### What the task requires:
Rewrite the rows below, substituting "a single point for each instance" for "one point per instance" at every occurrence and leaving everything else unchanged.

##### Material

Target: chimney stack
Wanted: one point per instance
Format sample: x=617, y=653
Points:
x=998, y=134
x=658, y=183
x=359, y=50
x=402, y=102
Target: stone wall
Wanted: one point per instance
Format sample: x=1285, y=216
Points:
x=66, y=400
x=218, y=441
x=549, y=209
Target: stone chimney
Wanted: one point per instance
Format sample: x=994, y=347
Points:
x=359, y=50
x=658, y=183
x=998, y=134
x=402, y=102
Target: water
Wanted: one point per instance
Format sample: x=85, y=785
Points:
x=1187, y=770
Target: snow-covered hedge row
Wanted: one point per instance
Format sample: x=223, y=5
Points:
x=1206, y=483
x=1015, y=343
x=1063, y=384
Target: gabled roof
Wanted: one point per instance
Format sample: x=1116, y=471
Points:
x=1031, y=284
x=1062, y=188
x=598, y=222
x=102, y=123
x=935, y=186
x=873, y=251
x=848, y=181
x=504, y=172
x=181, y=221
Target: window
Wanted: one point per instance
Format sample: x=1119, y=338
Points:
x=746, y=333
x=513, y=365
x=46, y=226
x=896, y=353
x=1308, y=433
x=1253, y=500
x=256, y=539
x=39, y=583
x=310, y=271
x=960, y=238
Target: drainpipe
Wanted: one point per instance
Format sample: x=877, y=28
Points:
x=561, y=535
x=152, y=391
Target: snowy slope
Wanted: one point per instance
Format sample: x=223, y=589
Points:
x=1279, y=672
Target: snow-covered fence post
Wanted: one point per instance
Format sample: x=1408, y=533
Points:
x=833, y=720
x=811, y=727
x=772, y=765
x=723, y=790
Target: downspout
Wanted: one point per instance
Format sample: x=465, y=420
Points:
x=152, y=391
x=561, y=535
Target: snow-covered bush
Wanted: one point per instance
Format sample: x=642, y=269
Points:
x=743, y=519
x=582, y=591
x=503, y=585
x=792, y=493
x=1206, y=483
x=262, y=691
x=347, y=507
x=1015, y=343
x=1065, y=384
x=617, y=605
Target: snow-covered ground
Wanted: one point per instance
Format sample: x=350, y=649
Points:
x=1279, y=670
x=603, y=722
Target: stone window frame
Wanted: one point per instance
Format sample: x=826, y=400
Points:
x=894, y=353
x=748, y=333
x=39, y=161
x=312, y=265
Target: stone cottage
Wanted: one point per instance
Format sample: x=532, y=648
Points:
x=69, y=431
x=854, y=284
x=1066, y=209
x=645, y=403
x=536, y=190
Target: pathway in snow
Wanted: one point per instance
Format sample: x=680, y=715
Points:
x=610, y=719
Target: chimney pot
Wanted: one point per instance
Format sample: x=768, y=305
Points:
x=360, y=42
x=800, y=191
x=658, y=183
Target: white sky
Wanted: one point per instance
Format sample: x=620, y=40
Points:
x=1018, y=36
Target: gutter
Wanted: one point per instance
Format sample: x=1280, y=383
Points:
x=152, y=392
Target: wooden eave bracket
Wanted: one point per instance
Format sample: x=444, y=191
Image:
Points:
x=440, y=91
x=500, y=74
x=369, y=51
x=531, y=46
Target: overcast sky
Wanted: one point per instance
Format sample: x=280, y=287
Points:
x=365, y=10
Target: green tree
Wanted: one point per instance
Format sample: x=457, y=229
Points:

##########

### Result of the task:
Target: chimney stack
Wanted: a single point for each instance
Format sample: x=617, y=653
Points:
x=998, y=134
x=658, y=183
x=359, y=50
x=402, y=102
Target: stone wall
Wanted: a single point for each instance
Format sample: x=1285, y=216
Points:
x=66, y=400
x=218, y=441
x=549, y=209
Target: stone chimney
Wanted: a single point for each instance
Format sample: x=994, y=347
Points:
x=359, y=50
x=658, y=183
x=998, y=134
x=402, y=102
Target: water
Wanted: a single point for each instance
Format sample: x=85, y=785
Points:
x=1187, y=770
Target: snow-covered hedge row
Wanted: a single point for each instance
Format sample: x=223, y=5
Points:
x=1206, y=483
x=1015, y=343
x=1063, y=384
Target: gabled roof
Wanted: a single point for each instance
Format sample: x=1116, y=471
Points:
x=1031, y=284
x=1062, y=188
x=598, y=222
x=102, y=123
x=935, y=186
x=873, y=251
x=848, y=181
x=504, y=172
x=181, y=221
Target: window
Wanted: a single point for each instance
Format sample: x=1119, y=338
Points:
x=746, y=333
x=513, y=365
x=46, y=226
x=896, y=353
x=1308, y=433
x=1253, y=500
x=256, y=539
x=39, y=583
x=310, y=271
x=960, y=238
Target: drainpipe
Wanted: a single point for each instance
Format sample: x=877, y=28
Points:
x=561, y=535
x=152, y=391
Target: snowy slope
Wanted: a single point for each instance
Format sample: x=223, y=589
Points:
x=1279, y=672
Target: snow-covered fence post
Wanted: a single point for each instance
Format sample: x=1408, y=533
Points:
x=833, y=720
x=811, y=727
x=772, y=765
x=723, y=790
Target: downspout
Wanted: a single point for each instance
Format sample: x=465, y=420
Points:
x=152, y=391
x=561, y=535
Target: snow-covered bush
Wanted: a single point for each instance
Format sample: x=642, y=269
Points:
x=743, y=519
x=582, y=591
x=503, y=585
x=792, y=493
x=1206, y=483
x=262, y=691
x=347, y=507
x=1015, y=343
x=1065, y=384
x=617, y=605
Target: snow-covered ground
Wanted: a single point for each instance
Format sample: x=350, y=649
Points:
x=1279, y=670
x=603, y=722
Target: stone window frame
Wanted: a single point for each instance
Format sample: x=826, y=400
Points:
x=894, y=353
x=748, y=333
x=39, y=161
x=312, y=265
Target: stone cottage
Wanted: a single point for each instance
Format sample: x=532, y=648
Points:
x=69, y=431
x=854, y=284
x=1066, y=209
x=645, y=403
x=536, y=190
Target: pathway in snow
Wanted: a single point for each instance
Format sample: x=680, y=715
Points:
x=610, y=719
Target: chimney pot
Wanted: a single point for each instance
Format sample: x=768, y=305
Points:
x=360, y=42
x=800, y=191
x=658, y=183
Target: white sky
Wanted: a single point for each instance
Format sample: x=620, y=40
Points:
x=1018, y=36
Target: gutter
Wanted: a single point for each instance
Format sample: x=1280, y=383
Points:
x=152, y=392
Target: wooden eave bracket
Wanted: a single point for each instance
Format sample: x=444, y=191
Image:
Points:
x=440, y=91
x=500, y=74
x=369, y=51
x=531, y=46
Target: overcast sky
Wanted: a single point for each instance
Format sample: x=280, y=287
Points:
x=365, y=10
Target: green tree
Wanted: a single point for each instance
Format sample: x=457, y=229
Points:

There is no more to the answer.